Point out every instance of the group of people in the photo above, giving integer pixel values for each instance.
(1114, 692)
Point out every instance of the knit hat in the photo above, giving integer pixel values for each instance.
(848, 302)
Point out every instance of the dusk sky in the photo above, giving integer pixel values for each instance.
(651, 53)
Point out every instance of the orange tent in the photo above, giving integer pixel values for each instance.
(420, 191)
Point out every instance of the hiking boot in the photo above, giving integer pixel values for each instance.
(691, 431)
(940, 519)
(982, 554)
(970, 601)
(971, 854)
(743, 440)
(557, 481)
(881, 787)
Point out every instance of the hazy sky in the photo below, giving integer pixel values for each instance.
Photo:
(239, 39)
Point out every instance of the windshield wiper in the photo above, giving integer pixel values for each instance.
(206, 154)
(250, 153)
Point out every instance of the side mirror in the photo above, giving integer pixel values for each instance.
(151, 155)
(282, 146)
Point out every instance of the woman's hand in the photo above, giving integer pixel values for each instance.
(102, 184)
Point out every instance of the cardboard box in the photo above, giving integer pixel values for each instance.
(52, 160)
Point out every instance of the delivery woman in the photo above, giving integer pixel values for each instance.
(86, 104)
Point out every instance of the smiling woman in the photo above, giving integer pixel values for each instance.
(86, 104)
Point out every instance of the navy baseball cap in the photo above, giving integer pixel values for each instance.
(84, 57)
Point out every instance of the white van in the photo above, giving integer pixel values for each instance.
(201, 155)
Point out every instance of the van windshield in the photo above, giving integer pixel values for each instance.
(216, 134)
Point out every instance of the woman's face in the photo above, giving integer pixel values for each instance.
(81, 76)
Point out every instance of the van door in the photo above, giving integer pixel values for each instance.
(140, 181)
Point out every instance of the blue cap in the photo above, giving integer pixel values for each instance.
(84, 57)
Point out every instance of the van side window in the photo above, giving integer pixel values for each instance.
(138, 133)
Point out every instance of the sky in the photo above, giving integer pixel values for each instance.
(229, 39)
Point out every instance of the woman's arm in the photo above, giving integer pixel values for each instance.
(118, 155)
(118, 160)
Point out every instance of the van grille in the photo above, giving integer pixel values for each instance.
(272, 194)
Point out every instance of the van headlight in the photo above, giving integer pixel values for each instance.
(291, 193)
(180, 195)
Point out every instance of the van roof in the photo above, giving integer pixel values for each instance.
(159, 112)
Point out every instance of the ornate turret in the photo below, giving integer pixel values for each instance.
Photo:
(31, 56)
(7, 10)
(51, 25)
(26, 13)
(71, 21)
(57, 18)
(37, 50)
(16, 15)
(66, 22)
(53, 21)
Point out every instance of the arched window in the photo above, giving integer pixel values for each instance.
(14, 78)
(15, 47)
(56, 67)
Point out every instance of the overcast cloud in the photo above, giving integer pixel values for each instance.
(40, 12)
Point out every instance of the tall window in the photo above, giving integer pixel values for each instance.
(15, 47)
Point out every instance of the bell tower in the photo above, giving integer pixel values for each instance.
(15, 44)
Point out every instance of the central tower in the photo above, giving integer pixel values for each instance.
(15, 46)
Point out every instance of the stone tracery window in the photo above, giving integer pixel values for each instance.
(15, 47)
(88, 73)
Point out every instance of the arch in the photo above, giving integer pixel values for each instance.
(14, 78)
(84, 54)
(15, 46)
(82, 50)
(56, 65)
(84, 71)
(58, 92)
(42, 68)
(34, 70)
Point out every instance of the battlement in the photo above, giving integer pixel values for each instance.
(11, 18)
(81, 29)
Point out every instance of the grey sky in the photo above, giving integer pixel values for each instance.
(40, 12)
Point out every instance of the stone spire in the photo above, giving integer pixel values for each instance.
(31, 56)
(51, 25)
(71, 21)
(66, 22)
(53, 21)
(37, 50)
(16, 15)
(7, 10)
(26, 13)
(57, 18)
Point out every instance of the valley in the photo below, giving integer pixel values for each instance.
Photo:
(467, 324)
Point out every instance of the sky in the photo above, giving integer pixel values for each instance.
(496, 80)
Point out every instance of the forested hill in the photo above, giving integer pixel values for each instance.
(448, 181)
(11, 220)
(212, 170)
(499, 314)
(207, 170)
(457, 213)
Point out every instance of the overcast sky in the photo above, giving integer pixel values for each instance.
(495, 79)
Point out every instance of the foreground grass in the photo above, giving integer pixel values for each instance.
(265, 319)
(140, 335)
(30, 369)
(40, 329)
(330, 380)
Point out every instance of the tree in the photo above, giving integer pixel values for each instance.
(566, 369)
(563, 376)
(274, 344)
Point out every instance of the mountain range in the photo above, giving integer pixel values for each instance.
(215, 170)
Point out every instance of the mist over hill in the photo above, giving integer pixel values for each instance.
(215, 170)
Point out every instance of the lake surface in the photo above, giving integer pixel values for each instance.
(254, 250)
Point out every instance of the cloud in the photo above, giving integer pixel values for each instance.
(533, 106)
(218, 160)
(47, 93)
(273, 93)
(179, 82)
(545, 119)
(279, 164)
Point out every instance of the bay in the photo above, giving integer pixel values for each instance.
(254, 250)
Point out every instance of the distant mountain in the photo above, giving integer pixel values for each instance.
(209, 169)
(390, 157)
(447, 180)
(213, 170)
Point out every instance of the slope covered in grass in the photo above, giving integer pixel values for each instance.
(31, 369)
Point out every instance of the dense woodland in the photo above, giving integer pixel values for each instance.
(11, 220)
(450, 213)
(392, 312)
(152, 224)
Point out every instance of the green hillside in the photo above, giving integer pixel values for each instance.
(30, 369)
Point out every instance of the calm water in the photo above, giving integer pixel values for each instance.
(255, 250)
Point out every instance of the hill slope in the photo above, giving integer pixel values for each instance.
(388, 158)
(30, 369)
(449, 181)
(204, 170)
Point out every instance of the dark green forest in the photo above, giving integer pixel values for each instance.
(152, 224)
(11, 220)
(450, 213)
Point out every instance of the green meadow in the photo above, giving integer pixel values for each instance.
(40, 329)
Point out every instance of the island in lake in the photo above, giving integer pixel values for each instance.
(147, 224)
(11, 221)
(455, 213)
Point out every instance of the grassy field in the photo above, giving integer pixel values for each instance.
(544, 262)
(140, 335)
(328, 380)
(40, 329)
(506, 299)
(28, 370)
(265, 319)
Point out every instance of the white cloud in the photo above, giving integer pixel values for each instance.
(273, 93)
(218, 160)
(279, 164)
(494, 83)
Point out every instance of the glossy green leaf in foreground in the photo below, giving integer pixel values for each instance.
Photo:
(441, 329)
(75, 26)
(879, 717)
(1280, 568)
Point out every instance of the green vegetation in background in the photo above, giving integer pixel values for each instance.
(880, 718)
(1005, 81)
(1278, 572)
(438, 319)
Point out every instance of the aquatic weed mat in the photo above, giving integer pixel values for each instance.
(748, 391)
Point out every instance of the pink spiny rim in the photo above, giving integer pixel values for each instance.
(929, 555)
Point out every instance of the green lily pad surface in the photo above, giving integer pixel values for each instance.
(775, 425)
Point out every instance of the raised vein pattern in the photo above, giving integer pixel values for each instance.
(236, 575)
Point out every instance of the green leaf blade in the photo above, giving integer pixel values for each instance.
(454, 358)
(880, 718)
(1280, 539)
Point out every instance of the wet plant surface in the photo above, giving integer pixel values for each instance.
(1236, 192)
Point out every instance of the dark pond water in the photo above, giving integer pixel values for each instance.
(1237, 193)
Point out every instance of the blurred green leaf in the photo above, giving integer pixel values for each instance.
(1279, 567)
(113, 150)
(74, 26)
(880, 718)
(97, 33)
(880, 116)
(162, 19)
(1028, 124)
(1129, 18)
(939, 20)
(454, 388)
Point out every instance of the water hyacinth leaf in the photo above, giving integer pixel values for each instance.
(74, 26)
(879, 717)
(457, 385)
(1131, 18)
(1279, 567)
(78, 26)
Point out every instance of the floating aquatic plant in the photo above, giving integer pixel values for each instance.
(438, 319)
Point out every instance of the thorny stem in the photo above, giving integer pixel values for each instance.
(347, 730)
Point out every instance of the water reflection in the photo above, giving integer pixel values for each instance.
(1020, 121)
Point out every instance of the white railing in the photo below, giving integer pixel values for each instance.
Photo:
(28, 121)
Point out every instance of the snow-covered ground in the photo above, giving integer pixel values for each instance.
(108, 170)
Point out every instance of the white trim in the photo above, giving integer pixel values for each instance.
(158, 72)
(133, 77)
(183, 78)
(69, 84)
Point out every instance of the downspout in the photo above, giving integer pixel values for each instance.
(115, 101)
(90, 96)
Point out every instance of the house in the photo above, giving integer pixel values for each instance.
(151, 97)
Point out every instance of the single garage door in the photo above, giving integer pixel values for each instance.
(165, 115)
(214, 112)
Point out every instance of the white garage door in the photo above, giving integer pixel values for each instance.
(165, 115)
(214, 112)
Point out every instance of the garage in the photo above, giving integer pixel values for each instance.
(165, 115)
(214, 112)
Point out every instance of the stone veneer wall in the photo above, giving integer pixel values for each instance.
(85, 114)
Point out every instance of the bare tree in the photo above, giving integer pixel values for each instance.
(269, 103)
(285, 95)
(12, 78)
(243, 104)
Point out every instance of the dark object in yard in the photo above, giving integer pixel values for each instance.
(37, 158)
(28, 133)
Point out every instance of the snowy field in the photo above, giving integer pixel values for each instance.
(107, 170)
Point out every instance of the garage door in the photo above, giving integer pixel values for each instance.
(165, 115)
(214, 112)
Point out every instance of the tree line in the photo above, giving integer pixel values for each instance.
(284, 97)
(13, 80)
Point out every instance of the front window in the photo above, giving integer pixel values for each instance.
++++++++++++++++++++
Repeat, exactly and only, the lines above from the one containing "Point out every instance of the dark object" through the end of the material.

Point out every instance of the dark object in yard in the photo above, giving integer pixel values for each instance.
(37, 158)
(28, 133)
Point out every instance of the snowy field in the photo above, giving integer pixel values for each instance.
(107, 170)
Point out every instance of the garage door in the photo above, giving integer pixel values for each instance.
(165, 115)
(214, 112)
Point out every instance of the tree line in the photo above, giving integer pixel values for each instance.
(284, 97)
(13, 80)
Point out every instance of the front window in the photo above, giving integer pixel values for each instance.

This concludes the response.